• [EXERCISE PASSAGE]
****
French embryologist (1929–2020)

Xavier Dor (30 January 1929 – 4 April 2020) was a French embryologist, known for his activism against abortions.

==Personal life==
Dor was born into a Catholic family. His father was the director of the Compagnie Générale Transatlantique. He had four children with his wife, Françoise Dugé de Bernonville, daughter of Jacques de Bernonville. Dor was a doctor specializing in embryology and practiced at the Pitié-Salpêtrière Hospital in Paris. He was also a researcher in cardiac embryology at Inserm and a lecturer at Pierre and Marie Curie University. Dor died on 4 April 2020 in Paris from COVID-19 at age 91 during the pandemic.

==Anti-abortion activism==
Dor was the founder and president of the SOS tout-petits association. He often led protests in front of hospitals which carried out abortions. He participated in several dozen of these protests.
****
• [RECORDS PROVIDED]
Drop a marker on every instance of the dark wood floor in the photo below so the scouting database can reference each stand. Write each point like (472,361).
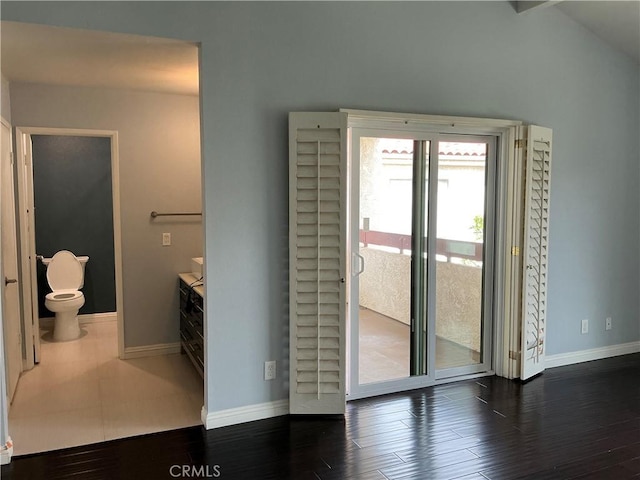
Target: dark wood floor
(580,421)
****
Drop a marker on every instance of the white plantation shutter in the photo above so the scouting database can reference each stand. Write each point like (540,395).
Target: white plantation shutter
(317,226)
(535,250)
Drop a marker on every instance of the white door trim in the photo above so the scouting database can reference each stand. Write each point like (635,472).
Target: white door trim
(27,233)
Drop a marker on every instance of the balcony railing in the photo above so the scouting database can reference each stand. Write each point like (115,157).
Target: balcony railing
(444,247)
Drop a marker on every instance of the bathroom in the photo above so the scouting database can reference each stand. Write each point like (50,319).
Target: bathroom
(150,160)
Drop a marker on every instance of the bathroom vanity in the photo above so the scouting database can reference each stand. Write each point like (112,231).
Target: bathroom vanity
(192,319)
****
• [THE PROBLEM]
Rewrite the Xavier Dor text from "Xavier Dor (30" up to and including "during the pandemic.", putting "professor" in place of "lecturer".

• [FINISHED TASK]
Xavier Dor (30 January 1929 – 4 April 2020) was a French embryologist, known for his activism against abortions.

==Personal life==
Dor was born into a Catholic family. His father was the director of the Compagnie Générale Transatlantique. He had four children with his wife, Françoise Dugé de Bernonville, daughter of Jacques de Bernonville. Dor was a doctor specializing in embryology and practiced at the Pitié-Salpêtrière Hospital in Paris. He was also a researcher in cardiac embryology at Inserm and a professor at Pierre and Marie Curie University. Dor died on 4 April 2020 in Paris from COVID-19 at age 91 during the pandemic.